GIVEN TEXT:
===============
What does it actually mean for an algorithm to be fair? Different researchers have used different notions of algorithmic fairness. We provide here three different ways of classifying fairness.

Group versus Individual Fairness

Group Fairness

It is also refered to as statistical parity. It is a requirement that the protected groups should be treated similarly to the advantaged group or the populations as a whole.

Individual Fairness

It is a requirement that individuals should be treated consistently.

Comparison between Group & Individual Fairness

Group fairness does not consider the individual merits and may result in choosing the less qualified members of a group, whereas individual fairness assumes a similarity metric of the individuals for the classification task at hand that is generally hard to find.

User versus Content Biases

User Bias

This appears when different users receive different content based on user attributes that should be protected, such as gender, race, ethnicity, or religion.
===============
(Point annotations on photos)
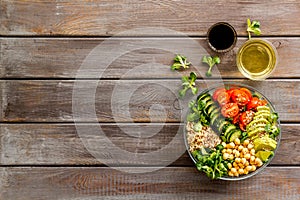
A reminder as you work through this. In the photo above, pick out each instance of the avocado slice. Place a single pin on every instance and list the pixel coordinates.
(264, 143)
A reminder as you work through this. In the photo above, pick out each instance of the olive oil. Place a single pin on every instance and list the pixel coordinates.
(256, 59)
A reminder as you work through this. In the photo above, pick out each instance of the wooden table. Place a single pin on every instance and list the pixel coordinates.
(43, 44)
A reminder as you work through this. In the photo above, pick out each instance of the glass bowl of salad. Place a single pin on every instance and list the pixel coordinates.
(232, 131)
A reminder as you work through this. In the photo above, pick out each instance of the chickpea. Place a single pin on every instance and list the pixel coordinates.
(252, 159)
(246, 164)
(231, 157)
(241, 171)
(243, 161)
(237, 154)
(259, 163)
(233, 170)
(225, 156)
(247, 156)
(230, 173)
(257, 160)
(250, 146)
(252, 152)
(237, 160)
(229, 165)
(240, 148)
(224, 144)
(245, 150)
(234, 164)
(237, 141)
(231, 145)
(241, 166)
(246, 142)
(249, 168)
(229, 151)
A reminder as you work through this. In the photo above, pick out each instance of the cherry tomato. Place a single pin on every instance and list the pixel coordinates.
(254, 102)
(230, 110)
(246, 117)
(230, 91)
(247, 92)
(242, 127)
(217, 92)
(240, 97)
(236, 119)
(223, 98)
(262, 102)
===============
SHORT PROBLEM 1: In the passage on algorithmic fairness, what other name is given for group fairness?
SHORT PROBLEM 2: List every user attribute that the passage on algorithmic fairness names as one that should be protected.
SHORT PROBLEM 3: Extend the passage on algorithmic fairness, picking up right after its last sentence about user bias.
None of these records is needed for the work on this page.

EXERCISE OUTPUT 1: Statistical parity.

EXERCISE OUTPUT 2: Gender, race, ethnicity, and religion.

EXERCISE OUTPUT 3:
Content Bias

It refers to biases in the information received by any user. Take for example, when some aspect is disproportionately represented in a query result or in news feeds.

Direct versus Indirect Discrimination

Direct Discrimination

This consists of rules or procedures that explicitly mention minority or disadvantaged groups based on sensitive discriminatory attributes related to group membership.

Indirect Discrimination

This consists of rules or procedures that, while not explicitly mentioning discriminatory attributes, intentionally or unintentionally could generate discriminatory decisions. It exists due to the correlation of the non-discriminatory items with the discriminatory ones.

Fairness Algorithms

Fair Ranking Algorithms

This type of algorithms is typically used to find the most suitable way of odering items. It is useful when a query is large, since most people will not scan through the entire list.

Fair Classification Algorithms

This type of algorithms tackles the problem of classification subject to fairness constraints with respect to pre-defined senstive attributes such as race or gender.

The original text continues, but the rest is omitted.